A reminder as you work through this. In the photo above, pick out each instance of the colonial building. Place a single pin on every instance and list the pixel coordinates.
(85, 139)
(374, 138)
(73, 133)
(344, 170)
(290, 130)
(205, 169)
++++
Format every line of the records above as a Markdown table with two columns, Row and Line, numbering each line in order and skipping any blank lines.

| Row | Line |
|---|---|
| 1 | A reminder as you work through this. In the photo above, pick out each instance of the colonial building. Place a single pin on every instance and list the pixel coordinates. |
| 2 | (85, 139) |
| 3 | (374, 138) |
| 4 | (73, 133) |
| 5 | (344, 170) |
| 6 | (290, 130) |
| 7 | (205, 169) |